In How Fast Are Semiconductor Prices Falling? (NBER Working Paper No.21074), David M. Byrne, Stephen D. Oliner, and Daniel E. Sichel address this puzzle. The researchers focus on microprocessor units (MPUs), which account for about half of the semiconductors produced in the United States, and on pricing by Intel, the largest manufacturer of these chips. They determine that the matched-model procedure used to calculate the PPI for MPUs is not appropriate under the pricing regime that Intel adopted in the mid-2000s. That was when Intel began keeping the list prices of existing chips largely unchanged. Prior to 2003, the price of a particular Intel MPU model tended to drop fairly rapidly in the year or two following its introduction, especially once newer and faster models became available. By 2006, however, the posted price of a specific model tended to remain constant even after faster chips became available.

This change in Intel’s behavior could account for the disconnect between continuing improvements in MPU performance and the reported slow-down in price declines. While it may work well in many settings, the authors argue that the matched-model methodology that underlies the PPI generated biased estimates in the case of MPUs after the mid-2000s. In particular, when a chip’s posted list price declines little if at all over its life cycle, the corresponding matched-model index will fall very slowly even if newly-introduced chips enter the market at greatly reduced, quality-adjusted prices. The authors suggest that hedonic indexes, such as one they develop that incorporates an end-user measure of performance to control for quality changes, provide a more accurate measure of price change since the mid-2000s. Their hedonic index of MPU prices tracks the PPI closely through 2004. However, from 2004 to 2008 their preferred index fell faster than the PPI, and this disparity grew after 2008. Between 2008 and 2013, for example, their preferred index fell at an average annual rate of 43 percent, while the PPI declined at only an 8 percent annual rate.

Stated task 1 - In the semiconductor pricing text, what share of the semiconductors produced in the United States do microprocessor units account for?
Stated task 2 - In the records, take the part that opens with the line containing "In the photo above, where can the blurred" and runs through the end of the records. Write that part out again, replacing "Target" with "Object" and leaving everything else unchanged.
These records are unrelated to the semiconductor pricing text.

Collected data entries -
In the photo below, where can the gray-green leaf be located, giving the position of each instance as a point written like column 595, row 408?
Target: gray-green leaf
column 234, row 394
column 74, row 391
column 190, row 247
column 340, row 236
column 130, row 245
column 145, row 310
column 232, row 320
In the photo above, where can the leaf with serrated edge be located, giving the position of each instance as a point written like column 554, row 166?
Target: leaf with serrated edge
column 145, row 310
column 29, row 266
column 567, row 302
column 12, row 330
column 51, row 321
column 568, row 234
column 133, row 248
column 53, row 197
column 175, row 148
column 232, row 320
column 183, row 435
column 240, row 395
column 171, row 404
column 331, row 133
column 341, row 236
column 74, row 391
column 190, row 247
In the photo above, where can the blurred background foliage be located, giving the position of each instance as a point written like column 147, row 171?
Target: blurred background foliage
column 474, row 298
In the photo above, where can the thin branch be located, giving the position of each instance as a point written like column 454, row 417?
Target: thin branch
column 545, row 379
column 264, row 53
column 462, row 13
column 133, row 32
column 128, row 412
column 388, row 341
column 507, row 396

Complete answer 1 - About half.

Complete answer 2 -
In the photo above, where can the blurred background foliage be located, giving the position of each instance as a point written like column 147, row 171?
Object: blurred background foliage
column 474, row 298
In the photo above, where can the thin branch be located, giving the position of each instance as a point written like column 454, row 417?
Object: thin branch
column 545, row 379
column 264, row 53
column 462, row 13
column 133, row 32
column 128, row 412
column 388, row 341
column 507, row 396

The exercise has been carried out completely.